──────── Records to process
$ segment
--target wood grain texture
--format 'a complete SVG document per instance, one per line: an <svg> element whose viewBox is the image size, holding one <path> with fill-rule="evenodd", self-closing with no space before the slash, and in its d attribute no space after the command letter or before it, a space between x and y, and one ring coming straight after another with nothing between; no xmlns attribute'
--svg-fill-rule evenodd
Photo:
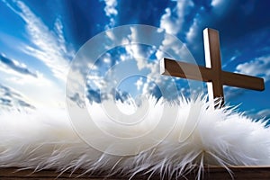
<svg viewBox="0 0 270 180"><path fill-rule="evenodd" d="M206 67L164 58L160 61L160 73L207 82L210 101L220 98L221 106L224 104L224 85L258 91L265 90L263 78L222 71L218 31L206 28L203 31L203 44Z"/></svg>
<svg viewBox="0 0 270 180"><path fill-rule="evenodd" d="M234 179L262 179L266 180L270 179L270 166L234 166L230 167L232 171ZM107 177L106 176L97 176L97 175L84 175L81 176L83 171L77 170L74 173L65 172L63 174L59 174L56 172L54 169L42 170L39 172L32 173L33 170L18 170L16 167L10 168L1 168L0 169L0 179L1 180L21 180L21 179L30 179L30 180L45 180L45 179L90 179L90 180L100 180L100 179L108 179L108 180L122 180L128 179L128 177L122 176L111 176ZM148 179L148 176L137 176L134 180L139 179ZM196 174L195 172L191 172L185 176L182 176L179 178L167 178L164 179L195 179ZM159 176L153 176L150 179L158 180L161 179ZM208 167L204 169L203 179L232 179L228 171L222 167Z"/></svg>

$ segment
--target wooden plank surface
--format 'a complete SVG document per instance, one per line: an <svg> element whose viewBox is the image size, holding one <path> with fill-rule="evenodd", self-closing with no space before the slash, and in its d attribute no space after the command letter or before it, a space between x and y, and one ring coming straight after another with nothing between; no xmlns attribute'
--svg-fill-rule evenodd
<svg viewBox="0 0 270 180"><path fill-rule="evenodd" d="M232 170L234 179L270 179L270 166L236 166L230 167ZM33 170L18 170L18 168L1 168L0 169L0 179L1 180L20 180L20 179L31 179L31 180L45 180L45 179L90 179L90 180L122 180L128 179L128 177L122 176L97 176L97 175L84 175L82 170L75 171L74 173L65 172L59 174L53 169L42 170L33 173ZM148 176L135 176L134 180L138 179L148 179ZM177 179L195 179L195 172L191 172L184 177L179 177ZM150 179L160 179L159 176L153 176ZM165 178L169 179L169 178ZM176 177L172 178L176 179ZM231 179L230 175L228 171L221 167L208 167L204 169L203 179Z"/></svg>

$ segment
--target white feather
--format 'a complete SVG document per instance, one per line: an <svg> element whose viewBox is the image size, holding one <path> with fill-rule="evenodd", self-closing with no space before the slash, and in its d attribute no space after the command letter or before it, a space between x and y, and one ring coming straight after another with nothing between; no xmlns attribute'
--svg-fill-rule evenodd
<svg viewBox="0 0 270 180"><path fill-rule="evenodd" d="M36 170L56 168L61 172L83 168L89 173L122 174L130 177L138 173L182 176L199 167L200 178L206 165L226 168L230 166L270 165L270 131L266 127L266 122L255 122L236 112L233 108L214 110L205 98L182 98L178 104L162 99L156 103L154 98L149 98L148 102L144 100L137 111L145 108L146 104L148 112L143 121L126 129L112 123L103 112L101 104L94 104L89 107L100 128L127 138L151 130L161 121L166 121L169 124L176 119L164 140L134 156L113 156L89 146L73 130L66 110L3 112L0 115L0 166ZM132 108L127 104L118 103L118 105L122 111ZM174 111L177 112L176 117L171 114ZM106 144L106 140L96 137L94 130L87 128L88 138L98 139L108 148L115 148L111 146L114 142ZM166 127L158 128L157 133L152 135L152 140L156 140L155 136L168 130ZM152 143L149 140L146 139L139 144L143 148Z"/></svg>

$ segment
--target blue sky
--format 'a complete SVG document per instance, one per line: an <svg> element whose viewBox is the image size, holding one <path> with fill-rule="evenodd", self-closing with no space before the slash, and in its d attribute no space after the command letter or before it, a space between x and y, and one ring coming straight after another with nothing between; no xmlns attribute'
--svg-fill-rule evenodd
────────────────
Render the data from its start through the line containing "67L164 58L160 61L160", both ends included, as a Markdown table with the columns Row and Content, one numbered row per line, skipping blank lines. Leave the pictures out of the table.

| Row | Content |
|---|---|
| 1 | $ segment |
| 2 | --target wood grain texture |
| 3 | --format 'a complete SVG document per instance, one per line: an <svg> element whose viewBox is the image size, holding one <path> with fill-rule="evenodd", self-closing with no space before the slash, and in its d attribute no space after the command letter or before it, a space between x and y, and one ring coming straight after another with nothing between; no xmlns attribute' |
| 4 | --svg-fill-rule evenodd |
| 5 | Photo: |
| 6 | <svg viewBox="0 0 270 180"><path fill-rule="evenodd" d="M206 67L164 58L160 61L160 73L207 82L210 101L220 98L221 106L224 104L224 85L258 91L265 90L263 78L222 71L218 31L206 28L203 31L203 44Z"/></svg> |